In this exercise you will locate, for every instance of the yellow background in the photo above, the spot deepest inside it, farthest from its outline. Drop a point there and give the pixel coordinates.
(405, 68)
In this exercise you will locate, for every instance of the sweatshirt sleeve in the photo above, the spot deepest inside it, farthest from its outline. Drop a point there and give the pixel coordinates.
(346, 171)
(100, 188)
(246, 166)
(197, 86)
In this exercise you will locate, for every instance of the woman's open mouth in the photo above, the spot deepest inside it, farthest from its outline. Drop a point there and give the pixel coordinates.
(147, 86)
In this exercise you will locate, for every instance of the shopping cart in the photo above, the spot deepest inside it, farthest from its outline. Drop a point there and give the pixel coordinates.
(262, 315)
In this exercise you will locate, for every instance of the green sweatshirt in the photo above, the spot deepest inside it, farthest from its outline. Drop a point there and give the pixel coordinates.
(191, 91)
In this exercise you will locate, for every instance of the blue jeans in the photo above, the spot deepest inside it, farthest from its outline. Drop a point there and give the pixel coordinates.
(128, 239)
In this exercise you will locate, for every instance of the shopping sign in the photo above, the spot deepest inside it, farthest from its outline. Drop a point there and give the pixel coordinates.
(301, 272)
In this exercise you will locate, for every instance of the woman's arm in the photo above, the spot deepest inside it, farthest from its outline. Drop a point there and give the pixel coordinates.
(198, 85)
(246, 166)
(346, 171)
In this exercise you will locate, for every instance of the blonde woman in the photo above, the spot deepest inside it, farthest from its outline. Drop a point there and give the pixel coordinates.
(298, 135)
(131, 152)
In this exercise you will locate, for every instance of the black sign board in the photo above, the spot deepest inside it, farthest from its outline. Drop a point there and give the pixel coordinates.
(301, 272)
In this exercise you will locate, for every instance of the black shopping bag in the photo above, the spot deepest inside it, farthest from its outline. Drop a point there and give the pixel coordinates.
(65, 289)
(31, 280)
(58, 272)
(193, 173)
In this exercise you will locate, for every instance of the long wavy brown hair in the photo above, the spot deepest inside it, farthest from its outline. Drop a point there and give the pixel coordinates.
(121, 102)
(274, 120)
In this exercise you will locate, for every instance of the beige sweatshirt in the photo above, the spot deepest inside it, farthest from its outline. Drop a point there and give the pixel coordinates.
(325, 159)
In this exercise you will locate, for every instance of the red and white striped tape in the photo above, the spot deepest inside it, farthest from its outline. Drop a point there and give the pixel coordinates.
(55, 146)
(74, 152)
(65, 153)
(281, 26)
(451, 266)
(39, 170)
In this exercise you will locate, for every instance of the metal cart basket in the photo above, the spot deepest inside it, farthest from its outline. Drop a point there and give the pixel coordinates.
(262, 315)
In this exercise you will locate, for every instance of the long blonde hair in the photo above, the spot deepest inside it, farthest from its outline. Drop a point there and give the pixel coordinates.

▶ **WHAT TO DO**: Output the complete set of records word for word.

▶ **TASK RESULT**:
In this exercise you will locate, for every instance of the yellow background in the photo above, the spot deepest inside it, farthest from its outline. Drop a point there and give the pixel coordinates.
(405, 68)
In this exercise you will locate, for every instance of the sweatshirt sleeve in the photo above, the spot deepest inside it, farthest from its outline. Drop a point there and give the pixel coordinates.
(346, 171)
(100, 188)
(246, 166)
(197, 86)
In this exercise you will locate, for every instance of the woman's open mouth in the photo above, the spot deepest inside it, farthest from its outline. Drop a point there and give the pixel coordinates.
(147, 86)
In this exercise you will locate, for every instance of the shopping cart in the photo above, the spot deepest inside it, farthest from its outline. Drop a point there and give the pixel coordinates.
(262, 315)
In this exercise you will locate, for every instance of the green sweatshirt in the photo above, the spot deepest inside it, farthest from its outline. Drop a point there and give the pixel coordinates.
(191, 91)
In this exercise you will locate, for every instance of the blue jeans in the photo above, the spot deepest inside it, farthest from its outline. Drop a point there and give the pixel coordinates.
(128, 239)
In this exercise you will locate, for every instance of the shopping sign in the photo above, the spot deepest inside it, farthest from its outline. Drop a point there and give the pixel coordinates.
(301, 272)
In this exercise you will locate, for every instance of the woman's arm in the photo above, the spot deepest inside it, farthest from its outline. Drop a point there and give the pixel coordinates.
(198, 85)
(246, 166)
(346, 171)
In this exercise you will locate, for every instance of the blonde woman in the photo above, the spot deepest inside it, farthest from its outline. Drop a point there and give the pixel coordinates.
(298, 135)
(131, 152)
In this exercise you will locate, for every instance of the black sign board in the photo above, the spot deepest inside it, farthest from its outline. Drop a point there and give the pixel coordinates.
(301, 272)
In this exercise you will locate, for every instance of the black shopping bag in the photo above, the spot deepest inside it, farthest from its outline. Drop a point there and give the pixel coordinates.
(65, 289)
(31, 280)
(58, 272)
(193, 173)
In this exercise you will locate, for every instance of the long wavy brown hair in the photo above, the spot deepest inside it, farthest from its outline. Drop a point there and give the pixel coordinates.
(121, 102)
(274, 120)
In this exercise you will locate, for every instance of the beige sweatshirt in the photo above, the spot deepest inside it, farthest from its outline. Drop a point there and give the pixel coordinates.
(325, 159)
In this exercise you will locate, for every instance of the red and white striped tape in the photo above, the spot deepest inside it, farthest from its outline. Drop a point there and give the pixel coordinates.
(55, 146)
(74, 152)
(65, 153)
(281, 26)
(451, 266)
(39, 170)
In this exercise you will locate, for every instance of the metal cart basket in the photo above, the spot deepest inside it, farthest from its outline. Drop a point there and give the pixel coordinates.
(262, 315)
In this exercise you will locate, for every instance of the long blonde hair in the photo above, the spot deepest inside it, farthest from its outline. Drop a point there and give the pixel coordinates.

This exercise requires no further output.